Copy out the part of the commentary on the Bayside housing proposal that begins with the words "PORTLAND — A" and ends with "the status quo.", putting "the Federated plan" in place of each "midtown".

Document excerpt -
####################

PORTLAND — A progressive housing proposal by The Federated Cos., known as “midtown,” will meet the city’s vision for Bayside but may not meet the private desires of those who have made it their mission to destroy it.

One of the founders of a group that calls itself “Keep Portland Livable” has been quoted as saying that “the power to delay can be the power to destroy,” after he noted the group’s intention to do everything in its power to oppose midtown.

Ironically, Keep Portland Livable may do anything but; as history has shown, its approach is not a productive one. Destructive rather than constructive criticism of this sort does not result in the utopian alternatives often advanced in the abstract as reasons therefore; rather, it virtually always results in a perpetuation of the status quo.

Instead of the fantastic pictures publicized by Keep Portland Livable as a more desirable architectural outcome for the land in question, what we will see if this group is successful is exactly what we see now. That sight – blight – is part of the reason the public has expended immense time and energy over the last 15 years trying to change Bayside for the better. But don’t take my word for it that this will be the outcome of successful opposition – history proves the point.

####################

Dataset section -
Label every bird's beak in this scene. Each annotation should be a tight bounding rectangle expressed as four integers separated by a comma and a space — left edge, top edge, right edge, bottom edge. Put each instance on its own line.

####################

Result for this task -
PORTLAND — A progressive housing proposal by The Federated Cos., known as “the Federated plan,” will meet the city’s vision for Bayside but may not meet the private desires of those who have made it their mission to destroy it.

One of the founders of a group that calls itself “Keep Portland Livable” has been quoted as saying that “the power to delay can be the power to destroy,” after he noted the group’s intention to do everything in its power to oppose the Federated plan.

Ironically, Keep Portland Livable may do anything but; as history has shown, its approach is not a productive one. Destructive rather than constructive criticism of this sort does not result in the utopian alternatives often advanced in the abstract as reasons therefore; rather, it virtually always results in a perpetuation of the status quo.